START Data to use

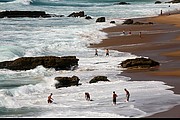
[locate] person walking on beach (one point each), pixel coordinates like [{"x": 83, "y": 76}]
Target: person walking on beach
[
  {"x": 87, "y": 96},
  {"x": 114, "y": 98},
  {"x": 50, "y": 99},
  {"x": 127, "y": 95},
  {"x": 96, "y": 52},
  {"x": 140, "y": 34},
  {"x": 107, "y": 52}
]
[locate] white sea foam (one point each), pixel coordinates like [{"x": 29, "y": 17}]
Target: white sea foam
[{"x": 64, "y": 36}]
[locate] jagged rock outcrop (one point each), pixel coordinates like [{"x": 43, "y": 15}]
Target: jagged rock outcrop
[
  {"x": 77, "y": 14},
  {"x": 128, "y": 21},
  {"x": 158, "y": 2},
  {"x": 173, "y": 1},
  {"x": 131, "y": 22},
  {"x": 27, "y": 63},
  {"x": 33, "y": 14},
  {"x": 122, "y": 3},
  {"x": 101, "y": 19},
  {"x": 67, "y": 81},
  {"x": 139, "y": 63},
  {"x": 98, "y": 78}
]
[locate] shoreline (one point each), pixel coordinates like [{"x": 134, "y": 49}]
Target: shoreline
[{"x": 160, "y": 41}]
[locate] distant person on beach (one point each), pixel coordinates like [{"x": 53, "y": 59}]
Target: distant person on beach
[
  {"x": 107, "y": 52},
  {"x": 140, "y": 34},
  {"x": 161, "y": 12},
  {"x": 50, "y": 99},
  {"x": 114, "y": 97},
  {"x": 127, "y": 95},
  {"x": 96, "y": 52},
  {"x": 87, "y": 96},
  {"x": 124, "y": 32}
]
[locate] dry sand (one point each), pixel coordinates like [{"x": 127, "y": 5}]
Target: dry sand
[{"x": 160, "y": 41}]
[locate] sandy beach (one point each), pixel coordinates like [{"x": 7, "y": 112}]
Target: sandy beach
[{"x": 159, "y": 41}]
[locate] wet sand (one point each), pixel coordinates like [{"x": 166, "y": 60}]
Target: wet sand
[{"x": 159, "y": 41}]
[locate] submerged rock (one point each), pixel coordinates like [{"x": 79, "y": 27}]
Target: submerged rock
[
  {"x": 139, "y": 63},
  {"x": 27, "y": 63},
  {"x": 67, "y": 81},
  {"x": 98, "y": 78}
]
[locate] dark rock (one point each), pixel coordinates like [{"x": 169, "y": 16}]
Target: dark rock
[
  {"x": 113, "y": 22},
  {"x": 128, "y": 21},
  {"x": 67, "y": 81},
  {"x": 122, "y": 3},
  {"x": 173, "y": 1},
  {"x": 27, "y": 63},
  {"x": 33, "y": 14},
  {"x": 88, "y": 17},
  {"x": 139, "y": 63},
  {"x": 77, "y": 14},
  {"x": 158, "y": 2},
  {"x": 101, "y": 19},
  {"x": 98, "y": 78}
]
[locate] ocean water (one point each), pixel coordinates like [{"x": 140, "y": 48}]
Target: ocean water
[{"x": 24, "y": 93}]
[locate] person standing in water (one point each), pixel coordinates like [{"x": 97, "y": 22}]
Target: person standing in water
[
  {"x": 107, "y": 52},
  {"x": 87, "y": 96},
  {"x": 114, "y": 97},
  {"x": 127, "y": 94},
  {"x": 50, "y": 99}
]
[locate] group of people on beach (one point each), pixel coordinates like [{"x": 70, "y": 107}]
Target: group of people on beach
[
  {"x": 88, "y": 97},
  {"x": 106, "y": 52}
]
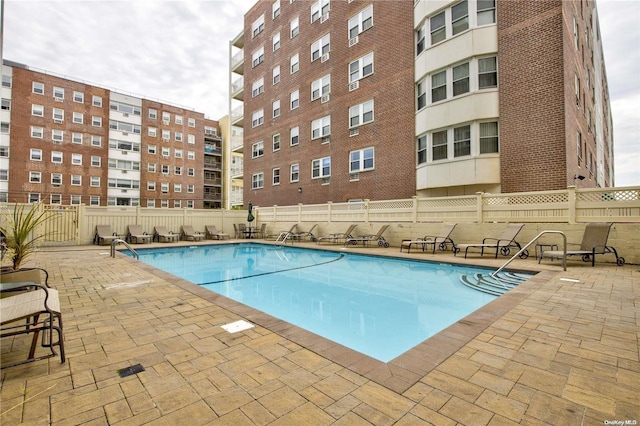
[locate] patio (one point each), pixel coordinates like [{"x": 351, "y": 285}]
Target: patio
[{"x": 561, "y": 348}]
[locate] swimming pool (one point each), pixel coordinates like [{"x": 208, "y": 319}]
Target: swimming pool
[{"x": 381, "y": 307}]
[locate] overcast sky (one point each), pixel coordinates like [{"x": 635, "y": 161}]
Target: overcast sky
[{"x": 177, "y": 52}]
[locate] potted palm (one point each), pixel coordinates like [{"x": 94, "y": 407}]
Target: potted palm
[{"x": 20, "y": 232}]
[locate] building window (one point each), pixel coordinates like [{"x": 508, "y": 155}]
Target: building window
[
  {"x": 487, "y": 72},
  {"x": 35, "y": 177},
  {"x": 35, "y": 154},
  {"x": 276, "y": 108},
  {"x": 276, "y": 142},
  {"x": 320, "y": 47},
  {"x": 294, "y": 99},
  {"x": 461, "y": 79},
  {"x": 361, "y": 67},
  {"x": 321, "y": 168},
  {"x": 257, "y": 149},
  {"x": 439, "y": 86},
  {"x": 257, "y": 87},
  {"x": 257, "y": 26},
  {"x": 486, "y": 12},
  {"x": 321, "y": 87},
  {"x": 78, "y": 97},
  {"x": 361, "y": 22},
  {"x": 422, "y": 94},
  {"x": 257, "y": 181},
  {"x": 276, "y": 74},
  {"x": 37, "y": 88},
  {"x": 438, "y": 28},
  {"x": 489, "y": 137},
  {"x": 275, "y": 41},
  {"x": 439, "y": 145},
  {"x": 422, "y": 149},
  {"x": 319, "y": 9},
  {"x": 361, "y": 114},
  {"x": 257, "y": 118},
  {"x": 321, "y": 127},
  {"x": 294, "y": 135},
  {"x": 459, "y": 18},
  {"x": 37, "y": 110},
  {"x": 258, "y": 57},
  {"x": 361, "y": 160},
  {"x": 294, "y": 175},
  {"x": 294, "y": 27},
  {"x": 295, "y": 63},
  {"x": 56, "y": 157},
  {"x": 58, "y": 93},
  {"x": 37, "y": 132},
  {"x": 462, "y": 141}
]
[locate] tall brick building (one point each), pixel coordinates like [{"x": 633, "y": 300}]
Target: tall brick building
[
  {"x": 67, "y": 142},
  {"x": 358, "y": 99}
]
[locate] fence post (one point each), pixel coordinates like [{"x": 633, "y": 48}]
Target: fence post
[
  {"x": 414, "y": 213},
  {"x": 571, "y": 192},
  {"x": 479, "y": 205}
]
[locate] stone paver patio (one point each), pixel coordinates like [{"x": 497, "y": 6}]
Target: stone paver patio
[{"x": 562, "y": 348}]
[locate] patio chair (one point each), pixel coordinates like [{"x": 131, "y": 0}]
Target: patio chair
[
  {"x": 135, "y": 234},
  {"x": 104, "y": 235},
  {"x": 594, "y": 241},
  {"x": 502, "y": 244},
  {"x": 188, "y": 234},
  {"x": 29, "y": 306},
  {"x": 308, "y": 234},
  {"x": 211, "y": 232},
  {"x": 440, "y": 241},
  {"x": 368, "y": 239},
  {"x": 338, "y": 237},
  {"x": 163, "y": 235}
]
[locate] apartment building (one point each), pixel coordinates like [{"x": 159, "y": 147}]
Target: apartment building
[
  {"x": 511, "y": 96},
  {"x": 67, "y": 142},
  {"x": 327, "y": 101},
  {"x": 505, "y": 96}
]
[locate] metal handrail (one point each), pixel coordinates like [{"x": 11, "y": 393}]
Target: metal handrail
[
  {"x": 118, "y": 241},
  {"x": 564, "y": 251}
]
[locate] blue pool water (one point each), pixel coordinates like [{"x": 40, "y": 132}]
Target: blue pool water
[{"x": 378, "y": 306}]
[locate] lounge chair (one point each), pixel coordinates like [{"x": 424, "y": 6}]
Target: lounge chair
[
  {"x": 338, "y": 237},
  {"x": 367, "y": 239},
  {"x": 211, "y": 232},
  {"x": 440, "y": 241},
  {"x": 135, "y": 234},
  {"x": 188, "y": 234},
  {"x": 104, "y": 235},
  {"x": 308, "y": 234},
  {"x": 594, "y": 241},
  {"x": 163, "y": 235},
  {"x": 29, "y": 306},
  {"x": 502, "y": 244}
]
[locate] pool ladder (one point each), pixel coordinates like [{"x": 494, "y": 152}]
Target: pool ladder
[
  {"x": 285, "y": 236},
  {"x": 119, "y": 241}
]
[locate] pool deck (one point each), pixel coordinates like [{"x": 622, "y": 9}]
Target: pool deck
[{"x": 562, "y": 348}]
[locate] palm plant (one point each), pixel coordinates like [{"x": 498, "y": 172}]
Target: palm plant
[{"x": 21, "y": 238}]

END Data to use

→ **Task**
Look above for the line with "[locate] jagged rock" and the line with "[locate] distant person"; transcribe both and all lines in between, exactly, and nothing else.

→ **Result for this exercise**
[locate] jagged rock outcrop (one point each), pixel coordinates like [{"x": 43, "y": 15}]
Target: jagged rock outcrop
[
  {"x": 77, "y": 14},
  {"x": 128, "y": 21},
  {"x": 158, "y": 2},
  {"x": 173, "y": 1},
  {"x": 131, "y": 22},
  {"x": 27, "y": 63},
  {"x": 33, "y": 14},
  {"x": 122, "y": 3},
  {"x": 101, "y": 19},
  {"x": 67, "y": 81},
  {"x": 139, "y": 63},
  {"x": 98, "y": 78}
]
[locate] shoreline (one point each), pixel coordinates like [{"x": 134, "y": 49}]
Target: shoreline
[{"x": 160, "y": 41}]
[locate] distant person on beach (one point each), pixel coordinates like [{"x": 53, "y": 59}]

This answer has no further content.